Entrevista publicada en Tiempo Argentino con el título "Un poco deéxito ya es un pecado en el mundo literario argentino", marzo 2015.
Su último libro, Una
felicidad repulsiva, es de cuentos, un género que los editores consideran poco
vendible pero que ha tenido en la Argentina un exponente como Borges. En esta
nota, las ideas del Martínez sobre literatura, crítica y marketing literario.
Por Nando Varela
Todos mis cuentos
tienen un primer germen en algo que tiene que ver con lo autobiográfico, con
una experiencia que viví o vi de cerca ligada a una idea que aparece por el
orden de la tradición literaria, de la filosofía o del pensamiento
científico", dice Guillermo Martínez, sentado a la mesa de un bar de
Colegiales, el barrio en el que vive. El autor de Crímenes imperceptibles
–novela que fue llevada al cine en Hollywood por Álex de la Iglesia– se refiere
a los cuentos de Una felicidad repulsiva, su último libro. Fue publicado en
2013 por Editorial Planeta y en noviembre de 2014 resultó ganador de la primera
edición del Premio Hispanoamericano de Cuento Gabriel García Márquez, dotado de
100 mil dólares. Los miembros del jurado, entre los que se encontraban la
española Cristina Fernández Cubas, el salvadoreño Horacio Castellanos Moya, el
mexicano Ignacio Padilla, el argentino Mempo Giardinelli y el colombiano
Antonio Caballero, eligieron la obra de Martínez por unanimidad y en el fallo
destacaron "la unidad y solidez, la sutileza y el equilibrio, como
características de la prosa, así como el dominio vigoroso del género. Este
libro refleja, además, una mirada peculiar en la que el absurdo, el horror, lo
fantástico y lo extraño que arranca de lo cotidiano son tratados con absoluta
maestría."

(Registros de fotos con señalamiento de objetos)

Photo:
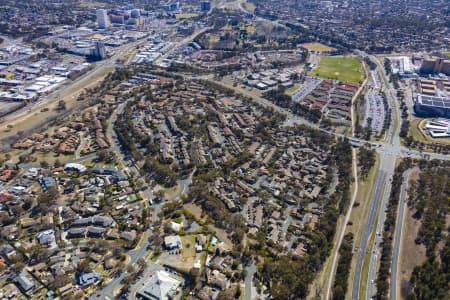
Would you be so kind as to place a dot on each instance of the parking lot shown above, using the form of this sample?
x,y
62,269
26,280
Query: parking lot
x,y
375,111
308,86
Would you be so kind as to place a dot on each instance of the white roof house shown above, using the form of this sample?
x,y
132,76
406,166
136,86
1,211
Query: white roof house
x,y
161,286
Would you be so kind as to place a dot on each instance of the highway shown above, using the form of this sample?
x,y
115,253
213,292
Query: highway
x,y
249,287
398,235
389,152
367,232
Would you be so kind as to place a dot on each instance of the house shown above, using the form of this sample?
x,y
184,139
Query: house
x,y
161,286
172,242
95,232
218,279
73,167
25,282
87,279
128,235
46,237
76,233
10,232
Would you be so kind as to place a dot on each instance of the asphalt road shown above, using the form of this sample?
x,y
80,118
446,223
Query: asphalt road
x,y
251,270
398,235
367,232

### Ejercicios
1. Responde, según la entrevista, estas preguntas:
(a) ¿En qué barrio vive Guillermo Martínez?
(b) ¿Qué editorial publicó Una felicidad repulsiva y en qué año?
(c) ¿De cuánto dinero estaba dotado el Premio Hispanoamericano de Cuento Gabriel García Márquez?
2. Por favor, enumera a todos los miembros del jurado que menciona la entrevista, cada uno con su nacionalidad.

### Las respuestas
1.
(a) En Colegiales.
(b) Editorial Planeta, en 2013.
(c) De 100 mil dólares.

2.
- Cristina Fernández Cubas, española
- Horacio Castellanos Moya, salvadoreño
- Ignacio Padilla, mexicano
- Mempo Giardinelli, argentino
- Antonio Caballero, colombiano